- Given task: Please find every line of the data below that contains the word "blazer" and copy each one out.

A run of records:

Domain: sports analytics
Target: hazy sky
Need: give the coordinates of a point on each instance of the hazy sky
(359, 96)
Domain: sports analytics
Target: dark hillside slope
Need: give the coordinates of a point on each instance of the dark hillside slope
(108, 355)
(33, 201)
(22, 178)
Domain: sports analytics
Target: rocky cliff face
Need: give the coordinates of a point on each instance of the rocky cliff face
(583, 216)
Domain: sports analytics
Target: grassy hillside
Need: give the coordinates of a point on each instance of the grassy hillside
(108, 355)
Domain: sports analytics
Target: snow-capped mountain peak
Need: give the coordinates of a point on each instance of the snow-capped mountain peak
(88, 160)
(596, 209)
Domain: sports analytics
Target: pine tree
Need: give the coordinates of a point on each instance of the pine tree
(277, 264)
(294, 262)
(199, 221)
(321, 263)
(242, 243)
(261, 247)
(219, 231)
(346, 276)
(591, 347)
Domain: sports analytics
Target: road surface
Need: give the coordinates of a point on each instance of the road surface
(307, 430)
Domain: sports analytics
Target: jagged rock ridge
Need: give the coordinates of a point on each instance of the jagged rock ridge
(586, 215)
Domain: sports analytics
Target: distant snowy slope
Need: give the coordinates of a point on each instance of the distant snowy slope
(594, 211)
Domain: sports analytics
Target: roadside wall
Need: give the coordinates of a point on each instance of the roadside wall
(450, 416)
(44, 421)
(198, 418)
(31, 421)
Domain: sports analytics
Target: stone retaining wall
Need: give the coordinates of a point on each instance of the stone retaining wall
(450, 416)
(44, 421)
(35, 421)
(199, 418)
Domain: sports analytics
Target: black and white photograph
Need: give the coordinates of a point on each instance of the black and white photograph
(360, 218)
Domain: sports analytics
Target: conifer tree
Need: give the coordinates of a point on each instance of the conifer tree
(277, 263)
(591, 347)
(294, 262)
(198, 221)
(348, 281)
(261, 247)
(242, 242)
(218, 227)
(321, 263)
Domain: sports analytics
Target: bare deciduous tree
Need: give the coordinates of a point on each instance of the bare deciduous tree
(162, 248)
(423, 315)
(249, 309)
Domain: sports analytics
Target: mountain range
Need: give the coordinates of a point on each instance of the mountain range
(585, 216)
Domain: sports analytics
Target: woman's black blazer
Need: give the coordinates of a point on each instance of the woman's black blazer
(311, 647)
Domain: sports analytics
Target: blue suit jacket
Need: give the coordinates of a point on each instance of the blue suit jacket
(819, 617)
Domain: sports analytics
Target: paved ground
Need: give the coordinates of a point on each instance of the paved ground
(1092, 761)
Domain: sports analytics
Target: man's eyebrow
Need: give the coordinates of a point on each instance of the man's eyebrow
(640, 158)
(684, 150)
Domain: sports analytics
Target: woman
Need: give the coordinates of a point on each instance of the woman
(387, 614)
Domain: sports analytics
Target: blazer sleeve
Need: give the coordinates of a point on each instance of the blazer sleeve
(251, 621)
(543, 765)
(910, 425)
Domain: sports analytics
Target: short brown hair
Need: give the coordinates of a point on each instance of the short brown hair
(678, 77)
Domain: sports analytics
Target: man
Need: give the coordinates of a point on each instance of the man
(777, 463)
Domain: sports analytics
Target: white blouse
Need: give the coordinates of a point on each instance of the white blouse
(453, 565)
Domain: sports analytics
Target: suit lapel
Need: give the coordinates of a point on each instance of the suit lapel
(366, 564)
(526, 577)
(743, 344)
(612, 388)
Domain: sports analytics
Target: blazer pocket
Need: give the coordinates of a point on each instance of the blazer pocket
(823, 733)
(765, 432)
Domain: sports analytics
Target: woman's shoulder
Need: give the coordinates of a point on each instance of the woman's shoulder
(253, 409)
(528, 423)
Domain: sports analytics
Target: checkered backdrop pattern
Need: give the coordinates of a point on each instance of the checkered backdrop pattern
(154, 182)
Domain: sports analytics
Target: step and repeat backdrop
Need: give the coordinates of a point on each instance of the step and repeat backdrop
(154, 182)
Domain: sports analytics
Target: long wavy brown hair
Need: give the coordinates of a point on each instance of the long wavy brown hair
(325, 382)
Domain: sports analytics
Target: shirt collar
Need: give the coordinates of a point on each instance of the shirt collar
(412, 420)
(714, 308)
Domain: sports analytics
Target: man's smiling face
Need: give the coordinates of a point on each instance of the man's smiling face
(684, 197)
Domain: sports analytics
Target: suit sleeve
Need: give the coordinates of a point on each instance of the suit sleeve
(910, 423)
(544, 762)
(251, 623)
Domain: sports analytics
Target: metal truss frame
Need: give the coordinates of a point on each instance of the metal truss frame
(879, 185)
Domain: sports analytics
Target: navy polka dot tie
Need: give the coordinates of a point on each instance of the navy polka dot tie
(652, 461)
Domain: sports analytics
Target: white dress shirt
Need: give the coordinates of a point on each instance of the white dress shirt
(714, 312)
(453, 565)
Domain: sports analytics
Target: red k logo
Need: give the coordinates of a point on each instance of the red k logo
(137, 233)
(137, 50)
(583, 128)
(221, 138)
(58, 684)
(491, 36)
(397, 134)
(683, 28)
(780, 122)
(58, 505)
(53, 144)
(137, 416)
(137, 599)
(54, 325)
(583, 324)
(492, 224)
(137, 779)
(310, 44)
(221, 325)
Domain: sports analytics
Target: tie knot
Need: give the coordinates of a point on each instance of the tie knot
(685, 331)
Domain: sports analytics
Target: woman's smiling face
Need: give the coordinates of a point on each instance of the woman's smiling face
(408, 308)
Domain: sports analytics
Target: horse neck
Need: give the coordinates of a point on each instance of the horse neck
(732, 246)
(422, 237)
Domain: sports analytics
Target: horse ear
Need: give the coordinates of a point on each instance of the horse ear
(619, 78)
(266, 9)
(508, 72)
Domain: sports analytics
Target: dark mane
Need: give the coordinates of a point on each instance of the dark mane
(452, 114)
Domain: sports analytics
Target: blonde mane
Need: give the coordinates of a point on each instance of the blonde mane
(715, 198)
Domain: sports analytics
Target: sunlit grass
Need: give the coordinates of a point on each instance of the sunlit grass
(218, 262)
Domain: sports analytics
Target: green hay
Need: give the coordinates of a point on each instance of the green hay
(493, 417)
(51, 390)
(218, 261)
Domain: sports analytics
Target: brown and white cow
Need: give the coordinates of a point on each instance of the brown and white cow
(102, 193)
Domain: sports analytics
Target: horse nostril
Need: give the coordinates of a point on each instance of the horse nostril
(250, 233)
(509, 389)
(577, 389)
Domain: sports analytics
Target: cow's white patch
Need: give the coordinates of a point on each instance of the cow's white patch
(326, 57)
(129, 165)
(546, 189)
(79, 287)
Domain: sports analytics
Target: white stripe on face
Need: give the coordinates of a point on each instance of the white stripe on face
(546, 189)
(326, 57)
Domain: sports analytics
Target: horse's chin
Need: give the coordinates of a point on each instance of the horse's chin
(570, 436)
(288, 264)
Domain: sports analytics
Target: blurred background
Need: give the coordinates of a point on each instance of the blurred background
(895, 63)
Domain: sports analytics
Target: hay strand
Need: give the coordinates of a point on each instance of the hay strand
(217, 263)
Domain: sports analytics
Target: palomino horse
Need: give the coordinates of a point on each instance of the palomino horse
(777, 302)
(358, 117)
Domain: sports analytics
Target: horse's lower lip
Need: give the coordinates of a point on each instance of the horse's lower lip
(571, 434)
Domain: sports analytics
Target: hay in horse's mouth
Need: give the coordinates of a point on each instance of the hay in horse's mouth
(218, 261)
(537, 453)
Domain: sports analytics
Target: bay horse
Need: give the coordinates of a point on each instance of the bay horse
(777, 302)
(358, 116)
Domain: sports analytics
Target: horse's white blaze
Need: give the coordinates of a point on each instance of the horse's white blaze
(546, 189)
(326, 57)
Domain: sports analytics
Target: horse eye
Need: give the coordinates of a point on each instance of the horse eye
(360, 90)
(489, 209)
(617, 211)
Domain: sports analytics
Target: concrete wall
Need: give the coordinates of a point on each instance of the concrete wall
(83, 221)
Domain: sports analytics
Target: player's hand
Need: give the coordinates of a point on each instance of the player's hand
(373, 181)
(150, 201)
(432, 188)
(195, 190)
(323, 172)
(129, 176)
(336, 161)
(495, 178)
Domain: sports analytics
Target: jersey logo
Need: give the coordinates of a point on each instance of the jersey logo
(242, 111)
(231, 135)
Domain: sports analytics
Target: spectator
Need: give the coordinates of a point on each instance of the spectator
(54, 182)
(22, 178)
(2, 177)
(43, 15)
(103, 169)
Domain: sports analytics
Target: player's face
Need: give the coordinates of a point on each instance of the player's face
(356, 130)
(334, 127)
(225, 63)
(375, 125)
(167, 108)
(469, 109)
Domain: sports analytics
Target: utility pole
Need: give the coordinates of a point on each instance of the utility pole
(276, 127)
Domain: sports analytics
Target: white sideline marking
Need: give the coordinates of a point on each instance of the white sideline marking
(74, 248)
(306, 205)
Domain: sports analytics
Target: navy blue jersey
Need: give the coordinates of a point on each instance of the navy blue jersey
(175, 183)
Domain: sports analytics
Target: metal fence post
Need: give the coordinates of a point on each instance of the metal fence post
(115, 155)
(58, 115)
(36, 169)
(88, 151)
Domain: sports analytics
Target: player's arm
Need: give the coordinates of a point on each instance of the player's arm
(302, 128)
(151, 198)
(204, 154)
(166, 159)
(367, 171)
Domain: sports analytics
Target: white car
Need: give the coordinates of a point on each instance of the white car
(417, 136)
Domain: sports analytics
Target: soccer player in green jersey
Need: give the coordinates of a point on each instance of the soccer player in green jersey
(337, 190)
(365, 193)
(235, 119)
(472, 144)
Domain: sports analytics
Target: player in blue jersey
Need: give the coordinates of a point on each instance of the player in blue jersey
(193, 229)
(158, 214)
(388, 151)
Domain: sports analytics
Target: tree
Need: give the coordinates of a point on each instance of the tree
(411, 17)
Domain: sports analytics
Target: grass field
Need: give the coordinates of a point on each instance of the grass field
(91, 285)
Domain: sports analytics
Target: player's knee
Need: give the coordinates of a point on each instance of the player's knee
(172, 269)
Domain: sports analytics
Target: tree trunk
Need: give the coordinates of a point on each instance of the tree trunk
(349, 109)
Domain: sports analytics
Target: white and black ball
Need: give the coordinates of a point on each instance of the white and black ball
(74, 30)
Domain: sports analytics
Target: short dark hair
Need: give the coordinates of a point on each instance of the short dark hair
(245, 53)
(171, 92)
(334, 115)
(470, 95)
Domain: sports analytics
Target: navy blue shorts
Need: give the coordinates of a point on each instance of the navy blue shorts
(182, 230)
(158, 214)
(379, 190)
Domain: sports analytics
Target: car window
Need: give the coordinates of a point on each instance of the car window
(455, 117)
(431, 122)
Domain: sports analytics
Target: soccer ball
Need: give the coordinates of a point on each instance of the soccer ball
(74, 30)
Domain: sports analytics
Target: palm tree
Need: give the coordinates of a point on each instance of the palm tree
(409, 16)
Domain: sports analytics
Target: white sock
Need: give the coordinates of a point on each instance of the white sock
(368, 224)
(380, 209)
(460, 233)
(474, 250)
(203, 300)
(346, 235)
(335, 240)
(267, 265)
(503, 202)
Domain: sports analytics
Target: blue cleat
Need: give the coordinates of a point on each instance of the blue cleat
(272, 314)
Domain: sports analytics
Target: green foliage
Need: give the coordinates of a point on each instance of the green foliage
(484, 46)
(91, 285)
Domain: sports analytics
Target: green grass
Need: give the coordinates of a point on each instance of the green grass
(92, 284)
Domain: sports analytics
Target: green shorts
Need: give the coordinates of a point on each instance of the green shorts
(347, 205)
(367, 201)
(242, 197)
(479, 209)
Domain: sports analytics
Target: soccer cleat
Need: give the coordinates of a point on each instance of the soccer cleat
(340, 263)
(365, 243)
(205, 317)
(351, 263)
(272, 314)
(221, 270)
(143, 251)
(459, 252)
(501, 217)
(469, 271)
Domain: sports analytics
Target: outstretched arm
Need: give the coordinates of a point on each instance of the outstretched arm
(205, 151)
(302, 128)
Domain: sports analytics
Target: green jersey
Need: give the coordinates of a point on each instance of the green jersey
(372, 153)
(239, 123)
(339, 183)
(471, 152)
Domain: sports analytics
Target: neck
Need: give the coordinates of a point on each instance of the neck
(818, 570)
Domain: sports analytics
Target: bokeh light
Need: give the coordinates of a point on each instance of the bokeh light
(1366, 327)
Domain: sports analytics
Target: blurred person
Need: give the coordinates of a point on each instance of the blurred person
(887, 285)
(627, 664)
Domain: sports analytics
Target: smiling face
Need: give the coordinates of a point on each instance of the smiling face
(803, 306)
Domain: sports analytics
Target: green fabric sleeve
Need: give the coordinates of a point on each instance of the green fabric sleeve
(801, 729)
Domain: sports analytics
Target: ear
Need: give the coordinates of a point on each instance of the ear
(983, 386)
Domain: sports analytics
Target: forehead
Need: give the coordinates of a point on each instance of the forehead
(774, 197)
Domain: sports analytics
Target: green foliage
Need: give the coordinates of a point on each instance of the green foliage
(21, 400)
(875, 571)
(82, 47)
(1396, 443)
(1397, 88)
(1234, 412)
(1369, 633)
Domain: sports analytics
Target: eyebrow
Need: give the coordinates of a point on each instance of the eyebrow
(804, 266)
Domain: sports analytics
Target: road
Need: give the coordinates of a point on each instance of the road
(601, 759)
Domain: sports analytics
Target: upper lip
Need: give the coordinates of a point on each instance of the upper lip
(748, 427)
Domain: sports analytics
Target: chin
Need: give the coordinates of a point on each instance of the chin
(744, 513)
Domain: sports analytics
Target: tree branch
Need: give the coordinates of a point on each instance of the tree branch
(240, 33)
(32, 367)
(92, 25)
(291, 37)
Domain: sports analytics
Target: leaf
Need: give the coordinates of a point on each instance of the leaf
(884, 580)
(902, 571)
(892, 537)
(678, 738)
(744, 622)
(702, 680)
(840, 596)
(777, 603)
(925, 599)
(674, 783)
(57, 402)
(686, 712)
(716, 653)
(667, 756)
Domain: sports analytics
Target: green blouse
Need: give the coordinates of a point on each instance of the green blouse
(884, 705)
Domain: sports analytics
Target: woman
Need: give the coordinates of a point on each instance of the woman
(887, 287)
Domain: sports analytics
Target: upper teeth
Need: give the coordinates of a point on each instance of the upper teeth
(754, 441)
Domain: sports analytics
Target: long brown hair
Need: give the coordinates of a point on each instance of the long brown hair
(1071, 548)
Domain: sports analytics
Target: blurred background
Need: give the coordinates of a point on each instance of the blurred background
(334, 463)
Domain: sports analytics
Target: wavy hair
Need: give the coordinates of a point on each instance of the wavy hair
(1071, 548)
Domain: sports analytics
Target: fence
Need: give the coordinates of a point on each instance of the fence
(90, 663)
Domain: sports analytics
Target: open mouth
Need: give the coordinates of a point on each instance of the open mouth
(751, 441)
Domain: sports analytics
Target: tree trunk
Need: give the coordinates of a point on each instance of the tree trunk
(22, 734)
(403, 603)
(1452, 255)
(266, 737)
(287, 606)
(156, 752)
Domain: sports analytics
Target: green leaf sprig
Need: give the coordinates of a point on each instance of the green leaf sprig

- Response to the task:
Target: woman's black blazer
Need: give the coordinates of a point on each instance of the woman's black blazer
Target: blazer sleeve
Need: give the coordinates of a point on each instance of the blazer sleeve
Target: blazer pocket
Need: give the coordinates of a point on each instance of the blazer pocket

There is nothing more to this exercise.